Mozambique entered the 2010 FIFA World Cup qualification in the second round, and were placed in Group 7 with Botswana, Madagascar and African football giants Ivory Coast. They made a terrible start to qualifying, losing to Ivory Coast and minnows Botswana 1–0 and 2–1, and drawing 1–1 with Madagascar. Mozambique then went on to beat Madagascar 3–0 in Antananarivo with goals coming from Tico-Tico, Carlitos and Domingues. They then drew 1–1 with Ivory Coast and beat Botswana 1–0 in Gaborone to qualify for the third Round.

Mozambique were one of the lowest seeded teams in the third round, and were placed in Group B with Nigeria, Tunisia and Kenya. They went on to draw their first game against giants Nigeria 0–0 in Maputo. They then went on to lose their next to games against Tunisia and Kenya 2–0 and 2–1, now making it a struggle to qualify for their first FIFA World Cup. In the next game, they beat Kenya 1–0 with Tico-Tico scoring, but then a loss to Nigeria eliminated them from qualifying. In the last game they beat Tunisia 1–0 in a victory that stopped Tunisia from qualifying. Despite not qualifying for the World Cup, this win was enough to secure third place and qualification for the 2010 Africa Cup of Nations in Angola.

----------------

*What to work on*. Reproduce the passage on Mozambique's 2010 World Cup qualification in full, word for word.

*Data extract*.
----------------

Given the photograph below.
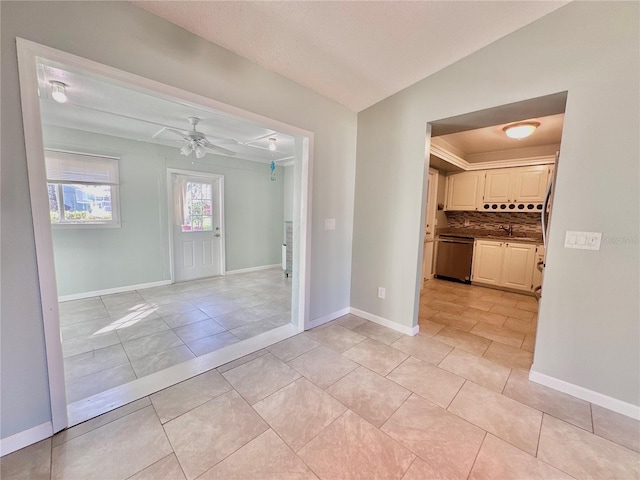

----------------

*Output of the exercise*.
Mozambique entered the 2010 FIFA World Cup qualification in the second round, and were placed in Group 7 with Botswana, Madagascar and African football giants Ivory Coast. They made a terrible start to qualifying, losing to Ivory Coast and minnows Botswana 1–0 and 2–1, and drawing 1–1 with Madagascar. Mozambique then went on to beat Madagascar 3–0 in Antananarivo with goals coming from Tico-Tico, Carlitos and Domingues. They then drew 1–1 with Ivory Coast and beat Botswana 1–0 in Gaborone to qualify for the third Round.

Mozambique were one of the lowest seeded teams in the third round, and were placed in Group B with Nigeria, Tunisia and Kenya. They went on to draw their first game against giants Nigeria 0–0 in Maputo. They then went on to lose their next to games against Tunisia and Kenya 2–0 and 2–1, now making it a struggle to qualify for their first FIFA World Cup. In the next game, they beat Kenya 1–0 with Tico-Tico scoring, but then a loss to Nigeria eliminated them from qualifying. In the last game they beat Tunisia 1–0 in a victory that stopped Tunisia from qualifying. Despite not qualifying for the World Cup, this win was enough to secure third place and qualification for the 2010 Africa Cup of Nations in Angola.